• _Challenge_:
Return every line of the data below unchanged.

Items listed in a dataset
::::::::
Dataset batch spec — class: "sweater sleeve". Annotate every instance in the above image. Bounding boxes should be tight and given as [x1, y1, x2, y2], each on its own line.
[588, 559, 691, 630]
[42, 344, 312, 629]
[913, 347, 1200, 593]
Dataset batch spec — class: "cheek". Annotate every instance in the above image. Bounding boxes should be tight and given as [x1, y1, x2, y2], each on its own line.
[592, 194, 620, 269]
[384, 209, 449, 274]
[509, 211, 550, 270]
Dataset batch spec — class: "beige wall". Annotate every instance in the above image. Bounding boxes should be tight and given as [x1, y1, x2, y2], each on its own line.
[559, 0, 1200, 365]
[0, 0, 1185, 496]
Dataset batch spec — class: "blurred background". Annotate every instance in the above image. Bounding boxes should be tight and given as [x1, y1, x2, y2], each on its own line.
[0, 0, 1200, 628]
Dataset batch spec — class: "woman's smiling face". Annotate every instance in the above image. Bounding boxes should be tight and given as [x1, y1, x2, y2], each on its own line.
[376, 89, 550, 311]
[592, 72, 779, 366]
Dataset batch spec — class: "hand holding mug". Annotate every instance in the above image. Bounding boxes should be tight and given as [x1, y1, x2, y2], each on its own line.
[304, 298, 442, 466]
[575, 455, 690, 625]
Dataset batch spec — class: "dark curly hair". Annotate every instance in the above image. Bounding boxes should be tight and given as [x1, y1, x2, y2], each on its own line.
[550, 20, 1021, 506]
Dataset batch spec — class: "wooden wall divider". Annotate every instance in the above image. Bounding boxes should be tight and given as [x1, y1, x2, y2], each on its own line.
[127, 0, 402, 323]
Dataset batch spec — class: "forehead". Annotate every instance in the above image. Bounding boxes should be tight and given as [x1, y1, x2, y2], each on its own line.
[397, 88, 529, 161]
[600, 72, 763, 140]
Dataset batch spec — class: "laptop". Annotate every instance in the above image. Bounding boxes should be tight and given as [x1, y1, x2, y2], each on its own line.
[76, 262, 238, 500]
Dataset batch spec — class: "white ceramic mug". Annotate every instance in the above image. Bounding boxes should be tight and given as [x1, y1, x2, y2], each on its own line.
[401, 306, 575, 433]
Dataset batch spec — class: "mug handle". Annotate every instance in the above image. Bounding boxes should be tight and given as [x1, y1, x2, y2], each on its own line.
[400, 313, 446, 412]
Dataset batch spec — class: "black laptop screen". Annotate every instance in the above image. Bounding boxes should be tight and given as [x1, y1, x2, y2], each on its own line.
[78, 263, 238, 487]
::::::::
• _Task result_:
Dataset batch spec — class: "sweater sleeve". Annotate every instance in the above image. Bounding boxes should be tight and given as [x1, y1, x2, y2], each on its own line.
[588, 559, 691, 630]
[42, 344, 312, 629]
[913, 347, 1200, 593]
Dataset batch spec — class: "cheek". Annotate every instance in the above image. Bounding boxes should be tight and given as [x1, y1, x2, y2], each on its own line.
[592, 194, 620, 269]
[384, 209, 449, 274]
[509, 211, 550, 270]
Dataset batch spec — class: "beige wall". Annotate every instance in the above image. Bounding boxes should be tight and given as [x1, y1, x2, y2], each on its own line.
[559, 0, 1200, 365]
[0, 0, 1185, 496]
Dataset batch spec — class: "blurred background". Annotate every instance in the above image. Bounding boxes should be tight and given as [x1, y1, x2, y2], each on its own line.
[0, 0, 1200, 628]
Dataset batch spec — class: "woman's smiling face". Annotate every instance in the above image. Bounding boxes should be tight and given as [x1, y1, x2, y2], each on its own line.
[376, 89, 550, 311]
[592, 72, 779, 366]
Dataset batch spec — class: "hand holding mug". Annotate every instance in the above image. Bounding boxes should be tight and given as [x1, y1, x2, y2], each on its own line.
[304, 298, 442, 466]
[575, 455, 690, 625]
Dataset batch spec — class: "dark curly hair". Annotate every instance in the above image. Bounding boxes should be tight and given as [x1, y1, x2, y2], each on its own line.
[550, 20, 1021, 506]
Dataset batch spec — class: "wooden wall divider". Annotate every instance in the above image. Bounding boxes should be tight and given as [x1, y1, x2, y2], each on its own line.
[127, 0, 402, 323]
Dataset batch spec — class: "forehead". Annotate every instance in the above image. Bounding boxes should be tight and given as [x1, y1, x2, y2], each on its own line.
[397, 88, 529, 161]
[600, 72, 763, 140]
Dataset batch spec — class: "laptop". Annotate every instance in the above image. Bounding boxes should be tight and given as [x1, y1, x2, y2], each on its own line.
[76, 262, 238, 500]
Dataset batch spec — class: "white ceramic mug". Annotate every instance in the above image. Bounding boxes should be tight and given as [x1, y1, x2, y2], each on its own line.
[401, 306, 575, 433]
Dataset batch spec — class: "mug handle". Annotate every instance in the above image. Bounding boxes should be tight and given as [x1, y1, x2, y2], each on its own line.
[400, 313, 446, 412]
Dataset batch spec — class: "black laptop screen". Annotate every instance in the above image. Bounding boxes should be tight and given as [x1, y1, x2, y2], each on its own line.
[78, 263, 238, 487]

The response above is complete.